[Excerpted passage start]

A couple of months ago I bought some screening copper tape (30micron thick, 5mm wide) from China, and it arrived last week, haven't had a chance to play with it yet, but it looks to have a resistance of around 1ohm for 10 metres - not sure I can squeeze enough onto an A4 plate to matter (but I'll give it a go) - my back up would be to tape nichrome to the back of a glass plate with kapton then use silicone to stick that to something like dibond - nichrome is appealing since it comes in a wide range of ohms/metre and it's easily handled/joined (the copper tape is pretty fragile and it would be hard to rejoin if it tore halfway through taping out a bed if taping to glass - maybe some thin tuffnol would be best so I could solder over breaks),

Cheers

Ray
Re: Slide bearings on Aluminium Extrusion (no smooth bars)
March 06, 2014 03:19PM
Beautiful new edition!

But I've tried plastic bearings..

Ormerod bamboo bearings are the true heart of the machine .....
A bit more expensive but much more silent.... and fast..

As a economical solution yours is beautiful!

Bearings in the original kit made ​​me laugh too many times...

Dario


Ormerod 187
Firmware Electronics: Duet 0.6
Firmware Version:1.18.1 (2017-04-07)
Web Interface Version:1.15a
Slic3r 1.2.9a and Simplify3D 4.0.0
[www.dropbox.com]
Re: Slide bearings on Aluminium Extrusion (no smooth bars)
March 06, 2014 04:02PM
Thanks Dario smiling smiley - you made the bearings out of bamboo? I thought it was just the structure - respect!smiling smiley

Cheers

Ray
Re: Slide bearings on Aluminium Extrusion (no smooth bars)

[Excerpted passage end]

▸ To be done
1. In the forum thread on slide bearings, what resistance does Ray estimate for 10 meters of the screening copper tape?
2. Continue the forum thread on slide bearings from where it stops.

[Dataset content start]

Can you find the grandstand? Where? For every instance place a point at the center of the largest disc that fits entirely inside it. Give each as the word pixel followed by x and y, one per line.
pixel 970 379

[Dataset content end]

▸ Set of answers
1. Around 1 ohm.

2.
March 06, 2014 04:54PM
Hi Ray
Thanks for the extrusion sizes - ordered my upgrades. smiling smiley
In a way printing has been so nice I am hesitant to mod out of fear, I guess worst case a days work can return it to stock.
I have been looking at [www.ebay.com]
It is a digital thermostat. Many others but most I find have a high temp of 110 degrees. That one in the link is 300. (Those numbers are both Celsius)
I can power that unit from the PSU, I need to find out what the amps of the ormerod heat bed are before I think about external PSU options, or whether I could get away running it all from a 900w modular PSU I have from an old PC.
Not sure if the sensor from the above will work, (too big) so will need to see if another can be used and calibrated.
Downside is there will be an extra control unit to power up before printing. I can't see myself rewriting the pronterface software so it could manage 2 heat beds...and the net is so slow on this boat even searching for whether the duet has enough ins and outs for such a thing is patience testing. I had a look last night and large beds were hard to find.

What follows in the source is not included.